_WHAT TO WORK ON:_
Give back the line where "Automation pipeline query — the target element is the woman" appears and all the lines after it until the listing ends, unchanged and with nothing else.

_INFORMATION SHOWN:_

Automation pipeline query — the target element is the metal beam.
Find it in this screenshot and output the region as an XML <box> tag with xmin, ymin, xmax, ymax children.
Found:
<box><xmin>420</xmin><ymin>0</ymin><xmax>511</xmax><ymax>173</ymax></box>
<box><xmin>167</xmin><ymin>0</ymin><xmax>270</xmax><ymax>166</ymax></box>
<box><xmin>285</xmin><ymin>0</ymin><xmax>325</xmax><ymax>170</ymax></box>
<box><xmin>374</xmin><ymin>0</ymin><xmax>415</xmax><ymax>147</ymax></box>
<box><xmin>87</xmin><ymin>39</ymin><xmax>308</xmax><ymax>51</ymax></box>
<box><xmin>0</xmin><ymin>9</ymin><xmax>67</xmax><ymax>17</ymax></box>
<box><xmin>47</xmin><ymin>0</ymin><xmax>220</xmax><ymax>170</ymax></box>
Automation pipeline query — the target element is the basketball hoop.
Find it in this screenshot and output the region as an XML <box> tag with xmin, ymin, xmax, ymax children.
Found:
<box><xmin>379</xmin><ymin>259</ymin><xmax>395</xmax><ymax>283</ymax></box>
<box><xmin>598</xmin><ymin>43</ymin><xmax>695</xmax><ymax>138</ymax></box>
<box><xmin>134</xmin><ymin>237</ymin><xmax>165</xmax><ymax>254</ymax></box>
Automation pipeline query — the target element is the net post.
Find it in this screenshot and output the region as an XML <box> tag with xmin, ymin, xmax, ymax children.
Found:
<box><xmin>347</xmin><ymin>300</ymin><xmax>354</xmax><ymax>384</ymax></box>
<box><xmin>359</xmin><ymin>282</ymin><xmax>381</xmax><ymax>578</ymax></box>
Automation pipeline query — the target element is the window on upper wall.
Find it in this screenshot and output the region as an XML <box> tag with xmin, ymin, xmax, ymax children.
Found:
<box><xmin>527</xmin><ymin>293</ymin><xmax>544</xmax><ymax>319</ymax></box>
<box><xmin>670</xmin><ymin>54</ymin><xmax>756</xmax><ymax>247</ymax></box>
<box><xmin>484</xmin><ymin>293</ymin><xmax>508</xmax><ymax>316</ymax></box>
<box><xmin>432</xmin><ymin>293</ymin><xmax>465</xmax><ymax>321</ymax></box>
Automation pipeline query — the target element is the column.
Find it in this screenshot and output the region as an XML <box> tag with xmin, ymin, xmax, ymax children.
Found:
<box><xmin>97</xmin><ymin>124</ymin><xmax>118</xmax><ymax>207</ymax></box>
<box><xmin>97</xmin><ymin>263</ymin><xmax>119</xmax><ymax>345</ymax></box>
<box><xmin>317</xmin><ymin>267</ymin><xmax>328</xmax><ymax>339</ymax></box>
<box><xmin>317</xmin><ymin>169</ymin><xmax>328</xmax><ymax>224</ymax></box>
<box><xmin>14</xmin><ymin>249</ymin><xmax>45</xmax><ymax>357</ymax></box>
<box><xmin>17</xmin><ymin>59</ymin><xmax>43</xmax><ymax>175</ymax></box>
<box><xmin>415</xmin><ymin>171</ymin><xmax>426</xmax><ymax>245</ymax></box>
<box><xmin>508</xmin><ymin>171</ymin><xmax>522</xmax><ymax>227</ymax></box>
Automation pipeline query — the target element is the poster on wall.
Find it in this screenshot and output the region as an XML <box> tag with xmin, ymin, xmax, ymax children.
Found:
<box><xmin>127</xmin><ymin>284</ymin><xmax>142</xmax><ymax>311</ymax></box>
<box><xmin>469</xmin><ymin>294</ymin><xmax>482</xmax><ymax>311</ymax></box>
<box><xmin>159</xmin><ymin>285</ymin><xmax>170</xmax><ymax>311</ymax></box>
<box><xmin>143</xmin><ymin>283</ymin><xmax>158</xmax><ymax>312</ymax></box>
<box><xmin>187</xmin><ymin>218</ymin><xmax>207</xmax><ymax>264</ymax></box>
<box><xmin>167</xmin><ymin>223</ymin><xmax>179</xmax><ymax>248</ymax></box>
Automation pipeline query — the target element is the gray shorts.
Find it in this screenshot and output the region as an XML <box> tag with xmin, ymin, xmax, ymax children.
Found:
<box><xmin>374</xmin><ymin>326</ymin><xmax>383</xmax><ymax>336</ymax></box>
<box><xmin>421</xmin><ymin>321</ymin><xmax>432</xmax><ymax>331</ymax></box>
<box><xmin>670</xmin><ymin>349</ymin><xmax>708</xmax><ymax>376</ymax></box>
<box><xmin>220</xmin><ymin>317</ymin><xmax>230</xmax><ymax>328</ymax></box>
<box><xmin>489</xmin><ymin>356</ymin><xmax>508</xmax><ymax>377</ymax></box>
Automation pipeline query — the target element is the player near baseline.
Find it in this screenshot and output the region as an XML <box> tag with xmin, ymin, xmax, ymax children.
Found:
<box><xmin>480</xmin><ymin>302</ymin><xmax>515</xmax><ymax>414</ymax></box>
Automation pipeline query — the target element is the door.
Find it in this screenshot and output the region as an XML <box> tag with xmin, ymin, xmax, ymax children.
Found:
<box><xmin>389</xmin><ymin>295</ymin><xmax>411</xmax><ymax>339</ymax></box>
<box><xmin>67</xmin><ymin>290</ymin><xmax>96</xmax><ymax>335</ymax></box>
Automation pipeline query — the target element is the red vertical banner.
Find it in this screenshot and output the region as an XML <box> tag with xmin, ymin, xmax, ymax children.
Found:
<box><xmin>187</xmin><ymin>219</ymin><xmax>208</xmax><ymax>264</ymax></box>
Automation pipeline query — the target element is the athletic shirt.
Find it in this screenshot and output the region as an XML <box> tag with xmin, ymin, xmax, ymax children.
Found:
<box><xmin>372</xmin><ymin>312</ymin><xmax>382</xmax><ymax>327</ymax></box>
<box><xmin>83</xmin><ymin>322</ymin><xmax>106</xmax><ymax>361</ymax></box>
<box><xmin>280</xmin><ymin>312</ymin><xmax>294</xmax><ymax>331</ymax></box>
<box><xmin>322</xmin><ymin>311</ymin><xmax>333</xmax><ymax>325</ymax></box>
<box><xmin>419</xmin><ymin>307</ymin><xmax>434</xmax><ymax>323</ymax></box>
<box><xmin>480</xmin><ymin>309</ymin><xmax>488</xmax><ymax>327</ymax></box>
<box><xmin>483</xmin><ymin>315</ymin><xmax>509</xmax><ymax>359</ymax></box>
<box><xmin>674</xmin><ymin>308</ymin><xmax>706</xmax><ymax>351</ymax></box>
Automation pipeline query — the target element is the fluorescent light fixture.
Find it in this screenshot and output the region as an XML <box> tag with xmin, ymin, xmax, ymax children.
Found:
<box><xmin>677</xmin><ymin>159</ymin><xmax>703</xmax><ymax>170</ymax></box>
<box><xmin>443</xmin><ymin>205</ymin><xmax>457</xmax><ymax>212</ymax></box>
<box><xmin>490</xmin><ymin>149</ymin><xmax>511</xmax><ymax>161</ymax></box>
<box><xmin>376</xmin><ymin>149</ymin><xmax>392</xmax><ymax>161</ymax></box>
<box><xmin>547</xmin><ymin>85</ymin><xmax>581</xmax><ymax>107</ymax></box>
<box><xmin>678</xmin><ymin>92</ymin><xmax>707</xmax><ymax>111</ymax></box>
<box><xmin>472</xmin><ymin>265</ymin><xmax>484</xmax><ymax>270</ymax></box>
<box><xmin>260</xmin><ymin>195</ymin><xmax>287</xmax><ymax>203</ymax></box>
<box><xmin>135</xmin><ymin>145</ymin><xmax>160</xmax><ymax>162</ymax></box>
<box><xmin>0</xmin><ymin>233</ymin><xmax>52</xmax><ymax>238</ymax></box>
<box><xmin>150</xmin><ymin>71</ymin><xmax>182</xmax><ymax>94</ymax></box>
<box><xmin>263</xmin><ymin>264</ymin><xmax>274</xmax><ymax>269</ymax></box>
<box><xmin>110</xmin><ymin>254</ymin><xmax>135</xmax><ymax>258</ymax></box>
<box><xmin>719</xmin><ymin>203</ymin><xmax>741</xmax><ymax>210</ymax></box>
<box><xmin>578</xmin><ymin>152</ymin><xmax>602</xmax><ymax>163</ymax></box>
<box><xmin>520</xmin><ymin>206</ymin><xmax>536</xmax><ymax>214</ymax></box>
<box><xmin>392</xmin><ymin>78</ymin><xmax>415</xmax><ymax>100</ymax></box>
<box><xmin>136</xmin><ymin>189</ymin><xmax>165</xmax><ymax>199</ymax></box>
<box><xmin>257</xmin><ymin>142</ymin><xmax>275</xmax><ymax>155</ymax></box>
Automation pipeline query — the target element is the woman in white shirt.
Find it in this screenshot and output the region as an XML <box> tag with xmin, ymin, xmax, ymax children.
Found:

_ANSWER TO THIS EXERCISE:_
Automation pipeline query — the target element is the woman in white shirt.
Find it in this screenshot and output the region as an XML <box> tag with xmin, ymin, xmax, ymax children.
Found:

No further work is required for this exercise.